----- Dataset

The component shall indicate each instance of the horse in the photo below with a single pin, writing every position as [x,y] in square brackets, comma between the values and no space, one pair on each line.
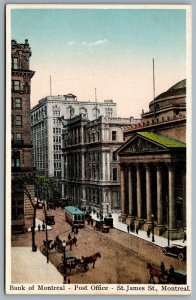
[155,273]
[91,259]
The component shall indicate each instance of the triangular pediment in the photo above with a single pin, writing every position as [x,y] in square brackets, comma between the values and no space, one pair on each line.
[139,144]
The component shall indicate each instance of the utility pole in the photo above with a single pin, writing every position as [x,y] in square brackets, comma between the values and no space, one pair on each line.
[153,86]
[50,85]
[96,102]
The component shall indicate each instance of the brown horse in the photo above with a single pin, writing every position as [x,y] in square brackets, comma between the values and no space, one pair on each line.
[91,259]
[154,273]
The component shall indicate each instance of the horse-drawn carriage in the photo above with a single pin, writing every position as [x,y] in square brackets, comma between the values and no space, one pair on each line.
[166,277]
[72,263]
[100,226]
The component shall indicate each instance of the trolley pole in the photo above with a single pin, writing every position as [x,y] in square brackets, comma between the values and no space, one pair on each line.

----------

What needs to be done
Please keep the pictures out and reproduce the records above exactly.

Written solution
The component shall indicate each instance of the horse in the photo below with a single pin, writing every position as [x,y] in square brackets, comma between the values and no space, one pair on each line.
[155,273]
[91,259]
The component shall indicate each instance of the triangular pediment in the photo above with a single pin, writing every position as [x,y] in square brackets, comma between the values and no space, one pair on each line.
[139,144]
The component shall indicate each instance of the utility pole in the photo above with a single pin, writing every position as [x,y] in square brackets, comma between the values and no space, one pair on each line.
[153,86]
[50,85]
[96,102]
The component shall indicate each instance of the brown horse in the photo above with a single pin, writing every position as [x,y] in square brackets, comma between the values and no space, one pair on each line.
[91,259]
[154,273]
The component shall indicate each instance of the horse-drawn carriage in the photo above with a single pin, writing every position as [x,y] in square brackets, comma between the values and no space, one pair on each line.
[166,277]
[72,263]
[100,226]
The component shall indicate each instance of the trolley pole in the photo above with a single pin, writing every position as [x,y] in square brackets, comma between the values and no space, one pair on each line.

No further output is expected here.